> _The problem_
Type the records out again in full, exactly.

Top of Material provided

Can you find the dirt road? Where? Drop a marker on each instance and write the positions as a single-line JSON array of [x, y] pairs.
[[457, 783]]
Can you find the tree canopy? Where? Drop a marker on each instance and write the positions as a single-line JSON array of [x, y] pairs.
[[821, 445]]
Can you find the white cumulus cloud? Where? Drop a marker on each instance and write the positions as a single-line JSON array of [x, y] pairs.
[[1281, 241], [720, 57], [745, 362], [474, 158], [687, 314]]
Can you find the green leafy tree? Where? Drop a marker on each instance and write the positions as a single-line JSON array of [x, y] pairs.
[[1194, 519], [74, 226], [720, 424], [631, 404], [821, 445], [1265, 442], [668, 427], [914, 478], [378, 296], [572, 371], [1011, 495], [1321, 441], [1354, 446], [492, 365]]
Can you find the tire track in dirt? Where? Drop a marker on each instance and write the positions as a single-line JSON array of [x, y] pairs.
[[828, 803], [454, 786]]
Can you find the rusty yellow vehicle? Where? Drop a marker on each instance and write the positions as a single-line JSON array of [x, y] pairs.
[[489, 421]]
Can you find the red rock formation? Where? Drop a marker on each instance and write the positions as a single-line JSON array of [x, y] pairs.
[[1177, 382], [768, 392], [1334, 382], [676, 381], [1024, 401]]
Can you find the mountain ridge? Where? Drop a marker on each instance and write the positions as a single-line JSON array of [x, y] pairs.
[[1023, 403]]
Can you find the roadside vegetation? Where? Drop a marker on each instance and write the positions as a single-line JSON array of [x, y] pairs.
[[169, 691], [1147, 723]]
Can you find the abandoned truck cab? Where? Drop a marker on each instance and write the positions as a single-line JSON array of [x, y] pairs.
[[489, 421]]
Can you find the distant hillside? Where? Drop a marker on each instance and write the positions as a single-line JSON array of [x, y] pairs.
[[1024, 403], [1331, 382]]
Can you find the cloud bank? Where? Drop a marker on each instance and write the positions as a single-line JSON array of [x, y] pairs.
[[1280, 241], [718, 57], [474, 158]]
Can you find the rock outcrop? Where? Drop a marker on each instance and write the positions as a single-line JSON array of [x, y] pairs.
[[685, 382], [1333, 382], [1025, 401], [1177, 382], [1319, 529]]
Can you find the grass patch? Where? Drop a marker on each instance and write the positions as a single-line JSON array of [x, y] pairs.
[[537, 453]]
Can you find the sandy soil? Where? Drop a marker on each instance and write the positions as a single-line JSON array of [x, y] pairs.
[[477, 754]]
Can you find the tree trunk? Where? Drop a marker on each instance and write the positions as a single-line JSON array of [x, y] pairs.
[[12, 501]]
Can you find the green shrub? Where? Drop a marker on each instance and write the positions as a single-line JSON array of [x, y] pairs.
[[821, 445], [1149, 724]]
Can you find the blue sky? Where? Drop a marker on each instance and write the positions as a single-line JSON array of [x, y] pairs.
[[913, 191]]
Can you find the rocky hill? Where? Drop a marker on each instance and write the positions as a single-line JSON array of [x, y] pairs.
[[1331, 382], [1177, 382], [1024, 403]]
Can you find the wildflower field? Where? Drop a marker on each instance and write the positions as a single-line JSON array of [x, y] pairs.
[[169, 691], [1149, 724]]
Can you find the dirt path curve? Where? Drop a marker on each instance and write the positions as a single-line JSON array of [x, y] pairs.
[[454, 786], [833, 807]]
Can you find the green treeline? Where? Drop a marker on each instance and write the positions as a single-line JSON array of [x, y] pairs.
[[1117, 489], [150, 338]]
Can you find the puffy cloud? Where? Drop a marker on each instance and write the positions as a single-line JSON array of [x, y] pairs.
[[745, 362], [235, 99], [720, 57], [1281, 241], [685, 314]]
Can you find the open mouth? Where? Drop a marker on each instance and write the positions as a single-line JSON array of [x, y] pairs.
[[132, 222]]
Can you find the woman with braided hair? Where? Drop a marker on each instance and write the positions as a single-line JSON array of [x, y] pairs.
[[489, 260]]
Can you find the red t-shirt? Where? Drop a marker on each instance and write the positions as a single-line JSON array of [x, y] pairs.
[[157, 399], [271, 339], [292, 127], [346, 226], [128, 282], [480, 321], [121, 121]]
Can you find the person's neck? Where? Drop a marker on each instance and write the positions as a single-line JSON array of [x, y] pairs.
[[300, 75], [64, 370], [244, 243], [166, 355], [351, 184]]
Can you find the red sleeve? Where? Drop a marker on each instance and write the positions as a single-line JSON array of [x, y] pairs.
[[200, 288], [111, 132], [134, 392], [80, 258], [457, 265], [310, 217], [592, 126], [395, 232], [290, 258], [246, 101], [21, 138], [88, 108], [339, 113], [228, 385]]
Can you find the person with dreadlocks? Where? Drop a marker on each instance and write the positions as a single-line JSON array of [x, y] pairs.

Bottom of Material provided

> _Solved exercise_
Can you find the dirt road? Where? Drop a marker on each instance and write the positions as a single-line JSON array of [x, y] pairs.
[[457, 783]]
Can you find the tree canopy? Where? Drop a marker on each instance and write the positions as a single-line JSON array of [x, y] pairs.
[[821, 445]]
Can you find the white cumulus cloud? Where? Drop a marker on each instance and write the positions as a single-line JSON array of [x, y] pairs.
[[1281, 241], [720, 57], [745, 362], [474, 158], [687, 314]]
Can you find the green leafy tree? Where? Drop a marker on each instance and write the positions as a single-line JSON array of [x, y] pairs.
[[1194, 519], [74, 226], [720, 424], [631, 404], [821, 445], [1265, 442], [668, 427], [914, 478], [378, 296], [572, 371], [1011, 495], [1321, 441], [1354, 446], [492, 365]]
Can you find the tire track in dirt? Where? Drop a marker on each instance and write the positions as a single-line JSON array of [x, y] pairs.
[[828, 803], [454, 786]]
Can you find the rusty yellow vehicle? Where? Drop a marker on each instance and write the positions as a single-line JSON array of [x, y] pairs.
[[489, 421]]
Can you find the red rock formation? Where? Drop a marker on each instance and write the positions as a single-line JSON array of [x, y] pairs.
[[1177, 382], [768, 392], [1334, 382], [676, 381], [1024, 401]]
Can you find the mountain ridge? Where? Drop a marker on each instance and write the positions as a single-line JSON array of [x, y] pairs.
[[1023, 403]]
Can you find the roadside vegetation? Where? Drop a marker on each instance and write the positions as a single-line JSON array of [x, y] pairs.
[[169, 691], [1147, 723]]
Can you find the abandoned truck cab? Where? Drop a marker on each instance and write the positions as a single-line JSON array of [x, y] pairs.
[[489, 421]]
Can you find the distant hillside? Where? Drop a marker on each instance and write the positions as a single-line JSON array of [x, y] pairs.
[[1024, 403], [1331, 382]]
Can you find the cloud bank? Where? Drop a marker on each instance and write the positions as a single-line JSON array of [x, y] pairs.
[[1280, 241], [718, 57], [474, 158]]
Can you find the rock outcrop? Where? Drop a marker on each instance and write the positions as a single-line JSON array of [x, y] pairs.
[[685, 382], [1333, 382], [1025, 401], [1177, 382], [1319, 529]]
Can you find the grass patch? Where? Drop a marker on each instance and write the positions as a single-line JSON array of [x, y] pairs.
[[537, 453]]
Can you find the sandy soil? Where? Drop a marker on each instance and write the positions as a single-line JSON array of [x, y] pairs.
[[477, 754]]
Can you find the tree trunk? Where? Drop a marker on each instance and write the positions as a single-line JSON array of [x, y] pairs.
[[12, 501]]
Can you find the green shrub? Where? Drop a marker on each instance and write the positions as a single-line JSON array of [x, y] pairs.
[[821, 445], [1149, 724]]
Can you find the blue sky? Where? Drop a marker on each instance and write the positions as a single-line JSON array of [x, y] pairs.
[[913, 191]]
Can you find the rocky hill? Where? Drop a marker on each instance and write the positions as a single-line JSON array of [x, y] pairs.
[[1331, 382], [1177, 382], [1024, 403]]
Can you find the wildflower field? Where? Drop a marker on each instance and write the positions as a single-line JSON array of [x, y] pairs.
[[169, 691], [1149, 724]]
Can you find the dirt path curve? Where? Drop a marker on each instance and write the positions as a single-line JSON array of [x, y] pairs.
[[454, 786], [833, 807]]
Can you find the green treeline? Where? Drop a marker on each instance and write the positions as a single-line JSON array of [x, y] pairs.
[[1117, 489], [150, 338]]
Can you find the puffy cloud? Where? Drop a marker on each instance and write the positions as a single-line JSON array of [x, y] pairs.
[[745, 362], [235, 99], [720, 57], [1281, 241], [685, 314]]
Can you find the open mouth? Where? Drop a marker on each instance and write the positions as a single-line JSON array of [x, y] pairs.
[[132, 222]]
Can you find the woman with braided hair? Where? Drop a marker on each instance and write the positions as a single-line JSON array of [x, y] pairs.
[[489, 260]]
Can you find the red t-shirt? Where? Drop a marker on each instance and write the positions as a single-line JSON array of [x, y] pairs.
[[157, 399], [271, 339], [292, 127], [346, 226], [128, 282], [480, 321], [121, 121]]
Can you find the person's neck? Where? Drop a marker on each instance and write the positions as a single-line JSON array of [x, y] pairs.
[[300, 75], [64, 370], [244, 243], [166, 355], [351, 184]]
Can you find the red sleeve? Where? Drop a marker on each instance and write the positions as a single-line JSON array of [x, y] pairs.
[[200, 288], [111, 132], [134, 392], [80, 258], [457, 265], [310, 217], [592, 126], [395, 232], [290, 258], [246, 101], [21, 138], [88, 108], [339, 113], [228, 385]]
Can you find the person with dreadlocks? Where? Drop a marker on each instance and write the positions as a single-line JSON array of [x, y] pairs.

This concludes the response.